▸ **DIRECTION 1**: From the RXO proxy vote analysis, reproduce the passage from "Kingshott has served" up to and including "providing no mitigating relief.".
▸ **DIRECTION 2**: Render this sentence from the RXO proxy vote analysis in Spanish: "Kissel has served since the 2022 spin-off and her full board tenure overlaps with RXO's significant stock underperformance — shares fell roughly 26% while the industrials sector ETF (XLI) gained about 62%, a gap of 88 percentage points well above the 30-point policy threshold; the 5-year return of -35% confirms this is not a transient dip."
▸ **DIRECTION 3**: Write what comes next in the RXO proxy vote analysis, picking up after its final sentence.

▸ **SELECTED TEXT**:
____
Sector: Industrials
RXO INC · Meeting: May 12, 2026
Directors FOR
1
Directors AGAINST
7
Say on Pay
FOR
Auditor
FOR
Election of Directors
Against Analysis
Wilkerson has served as CEO and director since RXO's spin-off in November 2022, and during his full tenure the stock has lost about 26% while the industrials sector ETF (XLI) gained roughly 62% — a gap of 88 percentage points that far exceeds the 30-point trigger threshold for companies with negative absolute returns; the 5-year return is even worse at -35%, so the longer-term record provides no mitigating relief.
Breves has served on the board since the company's 2022 spin-off, meaning her full tenure overlaps with RXO's severe stock underperformance — the stock fell about 26% while the industrials sector ETF (XLI) rose 62%, a gap of 88 percentage points that far exceeds the policy's 30-point threshold; the 5-year record does not provide relief as the underperformance is sustained.
Kingshott has served since the company's 2022 spin-off, so his entire tenure at RXO coincides with the period of severe stock underperformance — the stock dropped about 26% while the industrials sector ETF (XLI) rose 62%, an 88-percentage-point gap that greatly exceeds the 30-point threshold; the 5-year data also shows persistent underperformance, providing no mitigating relief.
Kissel has served since the 2022 spin-off and her full board tenure overlaps with RXO's significant stock underperformance — shares fell roughly 26% while the industrials sector ETF (XLI) gained about 62%, a gap of 88 percentage points well above the 30-point policy threshold; the 5-year return of -35% confirms this is not a transient dip.
Nettles has served as lead independent director since the 2022 spin-off, and her entire tenure coincides with the period of severe underperformance — the stock declined about 26% while the industrials sector ETF (XLI) gained approximately 62%, an 88-point gap that far exceeds the policy's 30-point threshold; the 5-year return is even weaker at -35%, ruling out any 5-year mitigant.
Renna has served since the company's 2022 spin-off, so his full board tenure overlaps with RXO's sustained stock underperformance — shares lost about 26% while the industrials sector ETF (XLI) gained roughly 62%, an 88-point gap that greatly exceeds the 30-point policy threshold; the 5-year return of -35% shows this underperformance is not a recent anomaly.
Szlosek has served as audit committee chair since the 2022 spin-off, meaning his tenure fully overlaps the period of severe stock underperformance — the stock fell about 26% while the industrials sector ETF (XLI) rose roughly 62%, an 88-point gap that far exceeds the 30-point policy threshold; the 5-year return of -35% confirms the underperformance is persistent and the 5-year mitigant does not apply.
For Analysis
Cooper joined the board in June 2024, which is less than 24 months before the May 2026 annual meeting, so he is exempt from the TSR underperformance trigger under policy rules that give new directors reasonable time to contribute before being held accountable for prior performance; he has relevant transportation and financial expertise with no overboarding or attendance concerns.
____
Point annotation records
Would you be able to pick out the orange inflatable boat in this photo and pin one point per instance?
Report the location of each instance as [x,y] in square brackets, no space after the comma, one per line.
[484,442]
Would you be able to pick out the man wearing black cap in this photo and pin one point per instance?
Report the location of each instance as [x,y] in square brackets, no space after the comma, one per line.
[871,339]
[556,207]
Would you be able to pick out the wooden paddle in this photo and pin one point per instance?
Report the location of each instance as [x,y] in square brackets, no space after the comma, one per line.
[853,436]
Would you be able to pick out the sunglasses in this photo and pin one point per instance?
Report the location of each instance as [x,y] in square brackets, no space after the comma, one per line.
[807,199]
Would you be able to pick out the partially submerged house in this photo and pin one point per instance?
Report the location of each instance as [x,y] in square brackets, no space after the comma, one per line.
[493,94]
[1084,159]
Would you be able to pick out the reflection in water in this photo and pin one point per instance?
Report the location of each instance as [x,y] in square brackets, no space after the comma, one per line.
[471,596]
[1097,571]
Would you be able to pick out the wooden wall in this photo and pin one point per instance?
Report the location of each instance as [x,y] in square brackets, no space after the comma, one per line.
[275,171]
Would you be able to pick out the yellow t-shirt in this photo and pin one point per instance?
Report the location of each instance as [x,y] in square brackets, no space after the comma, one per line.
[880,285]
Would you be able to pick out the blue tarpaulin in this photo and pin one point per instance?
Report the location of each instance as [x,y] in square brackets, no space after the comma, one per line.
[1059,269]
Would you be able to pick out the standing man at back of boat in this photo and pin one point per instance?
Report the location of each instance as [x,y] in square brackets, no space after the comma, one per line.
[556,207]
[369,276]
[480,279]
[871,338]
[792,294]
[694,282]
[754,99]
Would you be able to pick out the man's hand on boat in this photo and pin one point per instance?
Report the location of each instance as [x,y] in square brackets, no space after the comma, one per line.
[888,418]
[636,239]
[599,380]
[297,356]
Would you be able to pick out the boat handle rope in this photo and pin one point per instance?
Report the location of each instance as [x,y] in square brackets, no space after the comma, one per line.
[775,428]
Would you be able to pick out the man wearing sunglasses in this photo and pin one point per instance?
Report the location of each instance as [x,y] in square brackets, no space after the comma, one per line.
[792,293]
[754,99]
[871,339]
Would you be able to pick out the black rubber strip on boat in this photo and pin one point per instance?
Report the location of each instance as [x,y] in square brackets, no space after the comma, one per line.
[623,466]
____
▸ **TASK RESPONSE 1**:
Kingshott has served since the company's 2022 spin-off, so his entire tenure at RXO coincides with the period of severe stock underperformance — the stock dropped about 26% while the industrials sector ETF (XLI) rose 62%, an 88-percentage-point gap that greatly exceeds the 30-point threshold; the 5-year data also shows persistent underperformance, providing no mitigating relief.

▸ **TASK RESPONSE 2**: Kissel es consejera desde la escisión de 2022 y todo su mandato en el consejo coincide con el considerable bajo rendimiento de las acciones de RXO: las acciones cayeron aproximadamente un 26 % mientras que el ETF del sector industrial (XLI) subió alrededor de un 62 %, una diferencia de 88 puntos porcentuales muy por encima del umbral de 30 puntos de la política; la rentabilidad a 5 años del -35 % confirma que no se trata de una caída pasajera.

▸ **TASK RESPONSE 3**:
Seven of the eight director nominees have served since RXO's 2022 spin-off and their tenures fully overlap the company's severe stock underperformance — shares have lost about 26% over three years while the industrials sector ETF (XLI) gained roughly 62%, an 88-percentage-point gap that far exceeds the 30-point policy threshold for companies with negative absolute returns; the one exception is Troy Cooper, who joined in June 2024 and is exempt under the policy's 24-month new-director rule. The vote is AGAINST all legacy directors and FOR Cooper only.
CEO
Drew Wilkerson
Total Comp
$7,589,549
Prior Support
95%%
CEO total compensation of approximately $7.6 million is within a reasonable range for a $2.3 billion market-cap industrials company, and the pay structure is heavily performance-oriented — roughly 91% of the CEO's target pay is variable, including performance stock awards tied to relative total shareholder return versus an industry index. Although stock performance has been poor, the incentive plan is functioning as designed: performance stock awards for 2025 paid out at 0% due to RXO finishing last in its comparator group, and the cash bonus was capped at only 50% of target because the company missed its primary earnings goal — meaning variable pay was meaningfully reduced in line with weak shareholder outcomes. The prior-year say-on-pay vote received over 95% support, there is a meaningful clawback policy in place, and no governance red flags were identified.
Auditor
Deloitte & Touche LLP
Tenure
2 yrs
Audit Fees
$2,701,379
Non-Audit Fees
$3,790
Deloitte has served as RXO's auditor only since fiscal year 2024 (approximately two years), well below the 25-year tenure threshold; non-audit fees of $3,790 represent less than 0.2% of audit fees of $2,701,379, far below the 50% independence threshold; and Deloitte is a Big 4 firm appropriate for a company of RXO's size.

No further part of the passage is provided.